EXTRACTED ENTRIES

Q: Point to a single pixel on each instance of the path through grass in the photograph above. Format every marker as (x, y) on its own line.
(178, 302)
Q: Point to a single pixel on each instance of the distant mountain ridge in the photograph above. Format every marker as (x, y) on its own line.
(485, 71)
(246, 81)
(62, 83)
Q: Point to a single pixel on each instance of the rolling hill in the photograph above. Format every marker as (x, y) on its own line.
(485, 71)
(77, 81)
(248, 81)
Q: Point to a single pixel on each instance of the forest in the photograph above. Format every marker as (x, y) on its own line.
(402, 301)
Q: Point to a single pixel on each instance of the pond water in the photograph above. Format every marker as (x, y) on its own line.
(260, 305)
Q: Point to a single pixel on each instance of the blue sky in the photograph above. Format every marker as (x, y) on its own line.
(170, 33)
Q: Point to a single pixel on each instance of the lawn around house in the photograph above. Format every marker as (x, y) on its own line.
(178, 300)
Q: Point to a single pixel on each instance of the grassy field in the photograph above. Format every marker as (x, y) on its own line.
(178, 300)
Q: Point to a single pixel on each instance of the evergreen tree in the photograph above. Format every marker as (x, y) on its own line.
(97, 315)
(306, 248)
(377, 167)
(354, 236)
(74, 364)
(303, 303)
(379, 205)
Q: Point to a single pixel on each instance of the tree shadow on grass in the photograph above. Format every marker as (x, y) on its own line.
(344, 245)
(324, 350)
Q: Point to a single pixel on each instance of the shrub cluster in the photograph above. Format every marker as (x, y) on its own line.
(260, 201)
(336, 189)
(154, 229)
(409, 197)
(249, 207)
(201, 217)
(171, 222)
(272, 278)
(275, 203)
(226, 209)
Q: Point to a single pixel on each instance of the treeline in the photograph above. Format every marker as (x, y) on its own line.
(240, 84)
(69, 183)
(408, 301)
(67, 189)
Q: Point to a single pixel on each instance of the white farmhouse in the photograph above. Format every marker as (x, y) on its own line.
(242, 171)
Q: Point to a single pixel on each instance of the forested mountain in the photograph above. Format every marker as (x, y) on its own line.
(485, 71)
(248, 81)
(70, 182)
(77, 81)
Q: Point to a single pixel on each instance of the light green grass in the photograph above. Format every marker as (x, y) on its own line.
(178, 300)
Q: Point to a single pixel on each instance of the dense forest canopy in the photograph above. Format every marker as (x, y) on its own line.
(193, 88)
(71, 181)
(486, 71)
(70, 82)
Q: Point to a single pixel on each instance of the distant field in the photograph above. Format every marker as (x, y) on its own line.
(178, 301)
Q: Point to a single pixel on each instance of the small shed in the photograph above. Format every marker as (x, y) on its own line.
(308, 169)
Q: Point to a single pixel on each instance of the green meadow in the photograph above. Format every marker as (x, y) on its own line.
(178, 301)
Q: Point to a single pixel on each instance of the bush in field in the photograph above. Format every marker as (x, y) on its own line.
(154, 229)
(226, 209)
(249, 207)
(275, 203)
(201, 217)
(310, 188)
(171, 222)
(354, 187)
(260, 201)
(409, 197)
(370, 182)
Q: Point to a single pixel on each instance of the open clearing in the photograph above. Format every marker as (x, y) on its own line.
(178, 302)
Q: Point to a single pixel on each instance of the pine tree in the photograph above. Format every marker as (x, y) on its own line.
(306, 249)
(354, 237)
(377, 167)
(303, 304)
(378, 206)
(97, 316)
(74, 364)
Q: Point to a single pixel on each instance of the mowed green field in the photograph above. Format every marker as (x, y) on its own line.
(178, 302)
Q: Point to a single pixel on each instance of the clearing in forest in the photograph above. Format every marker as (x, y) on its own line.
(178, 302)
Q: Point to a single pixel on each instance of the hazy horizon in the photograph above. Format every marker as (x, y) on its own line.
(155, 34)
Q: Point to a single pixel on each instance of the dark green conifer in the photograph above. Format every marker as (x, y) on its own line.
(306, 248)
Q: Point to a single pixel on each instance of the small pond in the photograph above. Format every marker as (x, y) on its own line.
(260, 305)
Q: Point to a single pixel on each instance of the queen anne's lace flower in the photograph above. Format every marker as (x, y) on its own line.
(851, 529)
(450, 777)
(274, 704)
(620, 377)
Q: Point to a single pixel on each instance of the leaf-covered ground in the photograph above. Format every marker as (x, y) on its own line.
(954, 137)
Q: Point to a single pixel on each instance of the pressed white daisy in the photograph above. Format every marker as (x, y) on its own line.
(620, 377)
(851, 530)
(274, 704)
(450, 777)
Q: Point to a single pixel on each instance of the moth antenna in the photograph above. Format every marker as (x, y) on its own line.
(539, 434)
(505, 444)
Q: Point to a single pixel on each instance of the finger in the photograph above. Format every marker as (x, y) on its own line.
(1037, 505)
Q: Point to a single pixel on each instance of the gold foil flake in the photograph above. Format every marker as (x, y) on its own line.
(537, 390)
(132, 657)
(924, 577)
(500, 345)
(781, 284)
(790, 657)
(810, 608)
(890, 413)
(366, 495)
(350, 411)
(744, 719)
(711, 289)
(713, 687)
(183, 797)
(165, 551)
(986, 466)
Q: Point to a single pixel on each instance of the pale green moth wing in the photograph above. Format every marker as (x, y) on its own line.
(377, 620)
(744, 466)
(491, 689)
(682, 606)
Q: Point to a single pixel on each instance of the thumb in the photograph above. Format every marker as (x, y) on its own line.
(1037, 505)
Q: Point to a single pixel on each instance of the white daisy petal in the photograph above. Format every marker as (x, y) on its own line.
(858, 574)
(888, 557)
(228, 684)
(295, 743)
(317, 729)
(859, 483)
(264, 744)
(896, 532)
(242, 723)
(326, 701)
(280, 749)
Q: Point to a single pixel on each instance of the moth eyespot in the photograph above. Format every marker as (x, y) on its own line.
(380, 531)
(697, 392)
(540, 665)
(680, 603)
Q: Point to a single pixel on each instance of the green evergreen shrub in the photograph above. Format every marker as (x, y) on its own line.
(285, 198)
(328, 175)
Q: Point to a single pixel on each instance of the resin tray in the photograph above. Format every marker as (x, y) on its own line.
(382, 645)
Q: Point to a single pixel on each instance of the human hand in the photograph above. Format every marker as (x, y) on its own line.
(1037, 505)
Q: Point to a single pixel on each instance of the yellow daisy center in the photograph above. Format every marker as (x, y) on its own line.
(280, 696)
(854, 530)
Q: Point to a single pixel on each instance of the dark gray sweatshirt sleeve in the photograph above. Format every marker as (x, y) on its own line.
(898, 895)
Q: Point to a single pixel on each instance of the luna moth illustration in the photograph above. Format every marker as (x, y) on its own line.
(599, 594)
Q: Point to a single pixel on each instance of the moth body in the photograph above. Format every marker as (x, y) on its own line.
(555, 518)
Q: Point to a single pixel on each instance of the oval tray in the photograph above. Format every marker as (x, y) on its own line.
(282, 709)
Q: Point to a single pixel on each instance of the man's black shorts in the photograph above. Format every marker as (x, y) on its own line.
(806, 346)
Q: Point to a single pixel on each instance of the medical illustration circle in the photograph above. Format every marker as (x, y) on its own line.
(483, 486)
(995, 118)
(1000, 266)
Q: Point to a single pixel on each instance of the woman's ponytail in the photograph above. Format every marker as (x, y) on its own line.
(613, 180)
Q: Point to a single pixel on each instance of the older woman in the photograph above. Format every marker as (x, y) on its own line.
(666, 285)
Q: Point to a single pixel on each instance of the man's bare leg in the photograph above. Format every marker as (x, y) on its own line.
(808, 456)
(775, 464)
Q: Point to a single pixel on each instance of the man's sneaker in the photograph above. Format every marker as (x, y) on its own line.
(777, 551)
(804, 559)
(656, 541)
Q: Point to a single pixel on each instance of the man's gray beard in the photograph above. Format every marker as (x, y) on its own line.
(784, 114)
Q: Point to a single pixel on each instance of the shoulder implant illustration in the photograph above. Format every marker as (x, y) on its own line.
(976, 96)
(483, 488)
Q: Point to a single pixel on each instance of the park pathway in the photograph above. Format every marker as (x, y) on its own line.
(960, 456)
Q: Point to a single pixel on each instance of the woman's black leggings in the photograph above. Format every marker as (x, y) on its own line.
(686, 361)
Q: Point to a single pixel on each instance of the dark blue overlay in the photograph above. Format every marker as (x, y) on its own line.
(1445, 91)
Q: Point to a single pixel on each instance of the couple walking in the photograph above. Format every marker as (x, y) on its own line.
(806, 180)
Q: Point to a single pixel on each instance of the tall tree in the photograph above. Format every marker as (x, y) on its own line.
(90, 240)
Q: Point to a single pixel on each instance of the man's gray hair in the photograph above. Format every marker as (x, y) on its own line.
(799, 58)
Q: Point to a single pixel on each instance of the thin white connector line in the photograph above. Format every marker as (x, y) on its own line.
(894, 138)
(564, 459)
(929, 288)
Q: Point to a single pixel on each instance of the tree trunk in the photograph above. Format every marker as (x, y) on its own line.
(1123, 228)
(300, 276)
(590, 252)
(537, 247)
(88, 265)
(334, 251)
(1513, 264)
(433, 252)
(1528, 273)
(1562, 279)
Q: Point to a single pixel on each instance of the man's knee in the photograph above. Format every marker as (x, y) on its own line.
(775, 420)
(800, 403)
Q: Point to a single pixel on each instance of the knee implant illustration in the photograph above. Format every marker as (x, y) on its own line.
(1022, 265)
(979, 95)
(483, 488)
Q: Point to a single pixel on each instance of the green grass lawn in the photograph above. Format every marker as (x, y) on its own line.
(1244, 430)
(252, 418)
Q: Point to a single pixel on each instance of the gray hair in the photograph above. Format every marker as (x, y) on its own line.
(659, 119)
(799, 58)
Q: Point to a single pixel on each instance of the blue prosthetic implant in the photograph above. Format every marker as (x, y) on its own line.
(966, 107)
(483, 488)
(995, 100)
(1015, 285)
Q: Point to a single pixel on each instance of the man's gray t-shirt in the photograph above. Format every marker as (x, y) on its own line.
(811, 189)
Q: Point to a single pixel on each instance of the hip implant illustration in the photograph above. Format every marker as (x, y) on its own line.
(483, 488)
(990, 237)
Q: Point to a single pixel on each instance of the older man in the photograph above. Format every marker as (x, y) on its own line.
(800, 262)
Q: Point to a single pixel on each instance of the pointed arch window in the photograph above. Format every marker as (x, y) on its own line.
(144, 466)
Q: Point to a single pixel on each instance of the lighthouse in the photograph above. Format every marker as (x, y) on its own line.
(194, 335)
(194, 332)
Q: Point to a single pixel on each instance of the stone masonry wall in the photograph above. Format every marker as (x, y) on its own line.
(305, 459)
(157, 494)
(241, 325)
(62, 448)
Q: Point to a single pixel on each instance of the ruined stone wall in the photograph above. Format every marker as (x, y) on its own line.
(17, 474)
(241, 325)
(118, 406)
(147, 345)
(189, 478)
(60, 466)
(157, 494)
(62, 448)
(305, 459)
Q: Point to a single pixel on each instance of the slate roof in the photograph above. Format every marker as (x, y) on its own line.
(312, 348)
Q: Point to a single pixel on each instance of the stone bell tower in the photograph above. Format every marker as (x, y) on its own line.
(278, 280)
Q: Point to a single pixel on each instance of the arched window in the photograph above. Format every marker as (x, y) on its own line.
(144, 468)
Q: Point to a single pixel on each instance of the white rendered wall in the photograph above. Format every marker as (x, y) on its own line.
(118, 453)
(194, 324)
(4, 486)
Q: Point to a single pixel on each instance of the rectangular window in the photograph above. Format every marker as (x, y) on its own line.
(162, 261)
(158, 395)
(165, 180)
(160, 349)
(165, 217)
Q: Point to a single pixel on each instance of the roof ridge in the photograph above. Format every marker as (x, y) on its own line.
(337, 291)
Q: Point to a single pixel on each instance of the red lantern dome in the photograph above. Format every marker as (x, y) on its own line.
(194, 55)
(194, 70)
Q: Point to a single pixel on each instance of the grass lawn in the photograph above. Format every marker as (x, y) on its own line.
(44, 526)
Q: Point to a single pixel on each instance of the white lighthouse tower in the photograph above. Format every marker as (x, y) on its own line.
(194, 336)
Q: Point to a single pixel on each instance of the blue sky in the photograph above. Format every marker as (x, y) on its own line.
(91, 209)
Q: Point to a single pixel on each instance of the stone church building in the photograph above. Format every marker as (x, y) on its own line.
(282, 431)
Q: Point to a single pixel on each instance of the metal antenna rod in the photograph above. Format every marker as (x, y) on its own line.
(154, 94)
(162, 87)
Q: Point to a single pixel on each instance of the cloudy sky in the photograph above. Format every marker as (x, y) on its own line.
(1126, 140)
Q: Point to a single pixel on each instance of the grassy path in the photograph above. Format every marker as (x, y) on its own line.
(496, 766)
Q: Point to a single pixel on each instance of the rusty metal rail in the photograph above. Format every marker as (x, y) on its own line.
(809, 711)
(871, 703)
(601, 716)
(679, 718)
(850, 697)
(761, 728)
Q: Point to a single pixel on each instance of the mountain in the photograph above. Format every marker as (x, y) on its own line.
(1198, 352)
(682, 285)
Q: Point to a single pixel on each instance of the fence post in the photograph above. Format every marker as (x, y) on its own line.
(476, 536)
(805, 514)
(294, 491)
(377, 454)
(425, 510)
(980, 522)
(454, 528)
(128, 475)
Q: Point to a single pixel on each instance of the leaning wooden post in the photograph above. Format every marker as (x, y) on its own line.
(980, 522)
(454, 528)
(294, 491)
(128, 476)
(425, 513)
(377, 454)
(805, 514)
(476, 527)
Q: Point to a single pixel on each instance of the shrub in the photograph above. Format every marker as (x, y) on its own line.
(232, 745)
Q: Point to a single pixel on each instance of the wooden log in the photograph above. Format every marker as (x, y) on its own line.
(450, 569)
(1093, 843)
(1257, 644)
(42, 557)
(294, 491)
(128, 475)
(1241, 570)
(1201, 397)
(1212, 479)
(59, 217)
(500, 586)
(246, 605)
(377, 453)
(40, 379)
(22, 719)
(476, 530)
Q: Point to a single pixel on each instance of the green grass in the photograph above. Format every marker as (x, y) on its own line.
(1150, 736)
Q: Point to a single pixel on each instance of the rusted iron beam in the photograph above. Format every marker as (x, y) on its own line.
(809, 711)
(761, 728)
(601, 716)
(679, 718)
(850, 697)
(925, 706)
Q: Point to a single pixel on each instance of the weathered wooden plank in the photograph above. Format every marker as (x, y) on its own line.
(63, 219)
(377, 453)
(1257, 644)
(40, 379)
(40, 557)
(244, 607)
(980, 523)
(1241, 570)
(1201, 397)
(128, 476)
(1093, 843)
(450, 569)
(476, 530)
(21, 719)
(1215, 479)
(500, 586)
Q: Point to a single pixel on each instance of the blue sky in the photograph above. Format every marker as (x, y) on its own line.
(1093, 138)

PROMPT
Word for word, restate only the lines from the one containing "of the mountain" through the last line of the entries, with both ends kept.

EXERCISE RESULT
Q: Point to a single pixel on each instance of the mountain in the photograph above. Format every marker as (x, y) on its own line.
(1198, 352)
(682, 285)
Q: Point to a single pixel on each instance of the fence post in the photograph above. Format every marker as (x, y) on its own line.
(476, 536)
(805, 514)
(294, 491)
(377, 454)
(425, 510)
(980, 522)
(454, 528)
(128, 475)
Q: Point to a single pixel on each instance of the leaning wooden post in the photograph above. Format every marker as (x, y) on its own line.
(980, 522)
(454, 528)
(294, 491)
(128, 476)
(425, 513)
(377, 454)
(805, 514)
(476, 527)
Q: Point to a single pixel on each instance of the shrub in the photograph above. Format every marker as (x, y) on its own line.
(232, 745)
Q: Point to a single pixel on each instance of the wooden log in the photograph above. Format every marker as (x, y) on its own line.
(450, 569)
(1093, 843)
(1257, 644)
(42, 557)
(294, 491)
(128, 475)
(1241, 570)
(1201, 397)
(1212, 479)
(59, 217)
(500, 586)
(246, 605)
(377, 453)
(40, 379)
(22, 719)
(476, 530)
Q: Point to a single pixel on each instance of the green grass in the photograph above. Format every marker as (x, y) on its own line.
(1150, 736)
Q: Point to a single pixel on each instance of the rusted iron beam in the photograph above. Format every marker as (x, y) on its own line.
(809, 711)
(761, 728)
(601, 716)
(679, 718)
(850, 697)
(925, 706)
Q: Point to a single pixel on each instance of the weathered wooden plank in the photograph above. Format every marker as (x, y) on its own line.
(63, 219)
(377, 453)
(1257, 644)
(40, 379)
(40, 557)
(244, 607)
(980, 523)
(1241, 570)
(1201, 397)
(128, 476)
(1093, 843)
(450, 569)
(476, 530)
(21, 719)
(1215, 479)
(500, 586)
Q: Point to a single pixel on each instance of the blue sky in the photograph above. Format every marker as (x, y) on its own line.
(1093, 138)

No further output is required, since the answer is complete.